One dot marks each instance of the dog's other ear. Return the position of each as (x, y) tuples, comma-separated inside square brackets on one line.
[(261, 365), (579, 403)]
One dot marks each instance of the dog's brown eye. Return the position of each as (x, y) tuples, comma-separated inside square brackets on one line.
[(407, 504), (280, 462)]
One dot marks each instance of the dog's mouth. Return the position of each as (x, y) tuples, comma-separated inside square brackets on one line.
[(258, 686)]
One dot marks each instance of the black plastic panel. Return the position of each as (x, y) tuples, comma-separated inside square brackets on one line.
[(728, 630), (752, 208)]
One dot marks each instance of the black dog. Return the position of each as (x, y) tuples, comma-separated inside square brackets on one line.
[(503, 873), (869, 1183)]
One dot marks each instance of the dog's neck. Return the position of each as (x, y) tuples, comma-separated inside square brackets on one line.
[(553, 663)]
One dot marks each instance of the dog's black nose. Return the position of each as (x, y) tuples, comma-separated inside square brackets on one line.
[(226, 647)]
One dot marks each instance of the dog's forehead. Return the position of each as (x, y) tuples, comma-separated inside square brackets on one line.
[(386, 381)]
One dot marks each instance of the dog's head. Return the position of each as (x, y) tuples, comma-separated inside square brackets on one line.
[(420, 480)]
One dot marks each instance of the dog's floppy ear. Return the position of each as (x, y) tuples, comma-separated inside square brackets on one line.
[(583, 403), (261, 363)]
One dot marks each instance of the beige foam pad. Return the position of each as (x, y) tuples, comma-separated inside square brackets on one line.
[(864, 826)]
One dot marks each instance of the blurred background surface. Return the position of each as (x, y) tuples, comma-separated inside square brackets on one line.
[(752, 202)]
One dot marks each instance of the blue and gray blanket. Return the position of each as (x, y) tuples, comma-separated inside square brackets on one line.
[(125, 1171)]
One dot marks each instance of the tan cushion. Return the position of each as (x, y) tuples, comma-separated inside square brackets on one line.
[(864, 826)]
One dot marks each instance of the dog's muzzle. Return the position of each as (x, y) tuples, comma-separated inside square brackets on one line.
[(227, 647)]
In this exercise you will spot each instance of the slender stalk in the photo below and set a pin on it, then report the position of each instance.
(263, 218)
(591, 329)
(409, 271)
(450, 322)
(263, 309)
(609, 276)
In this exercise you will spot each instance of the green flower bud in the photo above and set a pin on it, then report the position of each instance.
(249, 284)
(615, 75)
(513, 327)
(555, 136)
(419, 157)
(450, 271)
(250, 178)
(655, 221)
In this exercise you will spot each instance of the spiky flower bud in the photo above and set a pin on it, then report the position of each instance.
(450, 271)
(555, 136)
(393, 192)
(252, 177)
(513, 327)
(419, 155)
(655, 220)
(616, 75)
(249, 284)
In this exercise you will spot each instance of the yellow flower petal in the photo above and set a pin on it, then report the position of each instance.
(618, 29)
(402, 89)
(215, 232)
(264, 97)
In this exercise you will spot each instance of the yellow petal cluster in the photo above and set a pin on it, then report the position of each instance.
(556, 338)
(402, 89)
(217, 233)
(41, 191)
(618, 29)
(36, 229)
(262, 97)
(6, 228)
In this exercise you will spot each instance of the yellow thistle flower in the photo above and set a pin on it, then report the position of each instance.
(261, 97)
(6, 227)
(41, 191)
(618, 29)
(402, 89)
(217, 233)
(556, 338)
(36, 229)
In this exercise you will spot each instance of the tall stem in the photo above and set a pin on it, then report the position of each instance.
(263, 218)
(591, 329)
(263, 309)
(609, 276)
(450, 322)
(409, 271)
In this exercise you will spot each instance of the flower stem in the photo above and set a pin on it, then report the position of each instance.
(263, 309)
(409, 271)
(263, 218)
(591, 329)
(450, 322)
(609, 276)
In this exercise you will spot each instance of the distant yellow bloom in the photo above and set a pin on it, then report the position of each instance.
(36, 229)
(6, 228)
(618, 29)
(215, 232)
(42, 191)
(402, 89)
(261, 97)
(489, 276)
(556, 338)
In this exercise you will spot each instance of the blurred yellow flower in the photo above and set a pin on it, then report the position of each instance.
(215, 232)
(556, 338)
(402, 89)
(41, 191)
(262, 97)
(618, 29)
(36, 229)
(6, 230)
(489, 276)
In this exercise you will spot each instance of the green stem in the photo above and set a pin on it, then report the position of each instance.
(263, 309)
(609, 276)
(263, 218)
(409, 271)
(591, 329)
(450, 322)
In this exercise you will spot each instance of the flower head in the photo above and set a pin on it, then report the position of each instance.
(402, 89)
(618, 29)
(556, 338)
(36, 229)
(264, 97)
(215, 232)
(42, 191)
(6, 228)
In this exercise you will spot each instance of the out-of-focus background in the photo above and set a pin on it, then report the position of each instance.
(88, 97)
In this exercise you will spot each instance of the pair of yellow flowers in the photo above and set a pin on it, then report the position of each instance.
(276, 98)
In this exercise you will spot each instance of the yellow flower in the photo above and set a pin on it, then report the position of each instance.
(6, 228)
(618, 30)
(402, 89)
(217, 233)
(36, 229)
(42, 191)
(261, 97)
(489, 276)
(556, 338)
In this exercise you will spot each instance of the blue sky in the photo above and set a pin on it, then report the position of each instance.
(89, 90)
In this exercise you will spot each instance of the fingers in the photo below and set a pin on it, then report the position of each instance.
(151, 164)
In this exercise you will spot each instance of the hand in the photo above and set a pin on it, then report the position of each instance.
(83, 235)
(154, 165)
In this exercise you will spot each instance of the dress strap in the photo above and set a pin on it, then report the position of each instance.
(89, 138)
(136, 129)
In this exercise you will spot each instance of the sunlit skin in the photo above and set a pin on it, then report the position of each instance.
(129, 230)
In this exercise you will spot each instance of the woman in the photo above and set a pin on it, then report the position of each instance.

++++++++

_WHAT TO PRODUCE_
Your task is to repeat the data exactly; please include every line.

_RESPONSE BOX_
One dot marks each instance of the dog's other ear. Return the position of each as (x, y) tuples, comma-separated inside square brackets on one line.
[(261, 365), (579, 403)]
One dot marks each instance of the dog's brown eye. Return the position of each as (x, y) tuples, comma-separated inside square brackets on one line.
[(407, 504), (280, 462)]
One dot marks each instance of the dog's mouth. Return the position of each as (x, y) tuples, comma-separated inside square brackets on one line.
[(258, 686)]
One dot marks each instance of the black plastic panel. Return the position of each as (x, y) tuples, comma-separated inside square brackets on one line.
[(728, 630), (752, 208)]
One dot marks each instance of the black dog. Return the position of each as (x, y) tuples, comma-separated inside square brackets on one line.
[(503, 873), (869, 1183)]
One dot marks each instance of the dog's neck. Return the position of each as (x, y) tuples, comma-separated inside square brackets on one line.
[(553, 663)]
One dot marks each instance of the dog's black nose. Return the position of each as (x, y) tuples, comma-separated inside square brackets on one line.
[(226, 647)]
One dot marks each instance of the dog's forehead. Return the position of each as (x, y) tuples, comma-separated inside square brackets on one line.
[(386, 381)]
One dot marks each instance of the dog's head. Return the position of each as (x, y) tuples, comma-separated inside square brackets on one line.
[(420, 480)]
One dot marks each instance of the dog's floppy ear. Return the position of each as (x, y) tuples, comma-separated inside square brackets on one line.
[(583, 403), (261, 363)]
One dot marks each instance of the beige foam pad. Return the position of each as (x, y) tuples, comma-separated inside square brackets on one line.
[(864, 826)]
One dot marks each instance of the blurred background surface. Return the position of each as (x, y) tuples, comma-separated inside square brackets on one line.
[(752, 202)]
One dot marks each instance of the blue and gray blanket. Return the position of each as (x, y) tuples, comma-separated inside square brackets on one line.
[(125, 1171)]
One dot marks each instance of the tan cushion. Return the position of each as (x, y) tuples, comma-separated inside square brackets on one line.
[(864, 826)]
One dot marks each instance of the dog's muzzle. Return the position of each as (x, y) tuples, comma-separated inside square brackets on one line.
[(227, 647)]
In this exercise you will spot each instance of the slender stalk in the photo below and set a pin on it, then report the position of each instance.
(263, 218)
(591, 329)
(409, 271)
(450, 322)
(263, 309)
(609, 276)
In this exercise you will spot each instance of the green flower bud in the photo above and set a pin on it, then report the position of each instance.
(249, 284)
(615, 75)
(513, 327)
(555, 136)
(419, 157)
(450, 271)
(250, 178)
(655, 221)
In this exercise you will spot each instance of the spiky flower bud in the photo above and set a pin on it, then report the position of each instance.
(450, 271)
(555, 136)
(393, 192)
(252, 177)
(513, 327)
(419, 155)
(655, 220)
(616, 75)
(249, 284)
In this exercise you will spot each instance of the yellow flower petal in the photo above and set a pin on it, then report the position of each instance.
(618, 29)
(402, 89)
(215, 232)
(264, 97)
In this exercise you will spot each instance of the yellow petal cluster in the photo above and set a pin on it, then report the position of each instance.
(556, 338)
(402, 89)
(217, 233)
(41, 191)
(618, 29)
(36, 229)
(262, 97)
(6, 228)
In this exercise you will spot each instance of the yellow thistle flower in the photo above and set a pin on it, then report the position of each instance.
(261, 97)
(6, 227)
(41, 191)
(618, 29)
(402, 89)
(217, 233)
(556, 338)
(36, 229)
In this exercise you will spot each instance of the tall stem in the photo above and set a pin on it, then report the position of each instance.
(263, 218)
(591, 329)
(263, 309)
(609, 276)
(450, 322)
(409, 271)
In this exercise you will spot each instance of the flower stem in the photo above and set a pin on it, then report the position of each instance.
(263, 309)
(409, 271)
(263, 218)
(591, 329)
(450, 322)
(609, 276)
In this exercise you will spot each instance of the distant yellow bloom in the photo above and set a pin on it, then report the position of each instance.
(36, 229)
(6, 228)
(618, 29)
(215, 232)
(42, 191)
(402, 89)
(261, 97)
(489, 276)
(556, 338)
In this exercise you will spot each instance of the blurred yellow flower in the photo above and set a pin on it, then report the position of each instance.
(215, 232)
(556, 338)
(402, 89)
(41, 191)
(262, 97)
(618, 29)
(36, 229)
(6, 230)
(489, 276)
In this exercise you will spot each instance of the green stem in the photo above and set a pin on it, then report the position of each instance.
(263, 309)
(609, 276)
(263, 218)
(409, 271)
(591, 329)
(450, 322)
In this exercise you will spot each instance of the flower head in the photo above and set a pin on it, then report the position of each instance.
(402, 89)
(618, 29)
(556, 338)
(36, 229)
(264, 97)
(215, 232)
(42, 191)
(6, 228)
In this exercise you will spot each instance of the out-of-focus background in the photo above and set a pin on it, then report the position of each instance.
(88, 97)
In this exercise you will spot each instance of the pair of yellow flowers in the photo above and set a pin on it, then report the position of each instance.
(276, 98)
In this exercise you will spot each instance of the yellow flower in the photo above and set a pin on it, then report the position of each instance.
(6, 228)
(618, 30)
(402, 89)
(217, 233)
(36, 229)
(42, 191)
(261, 97)
(489, 276)
(556, 338)
In this exercise you will spot each instance of the blue sky in the photo above and set a pin on it, then report the position of each instance.
(89, 90)
In this exercise you will spot each instance of the fingers in the photo below and set a pin on it, then report the position of each instance.
(151, 164)
In this exercise you will spot each instance of the hand in the photo above and set a pin on it, then report the position of each instance.
(83, 235)
(154, 165)
In this exercise you will spot each instance of the dress strap in the photo above and set a pin on it, then report the position of each instance.
(89, 138)
(136, 129)
In this exercise you will spot each instance of the sunlit skin in the photo above and set a pin on it, then report the position of each instance.
(129, 230)
In this exercise you will spot each instance of the woman in the photo above and set a pin on it, then report the position of each instance.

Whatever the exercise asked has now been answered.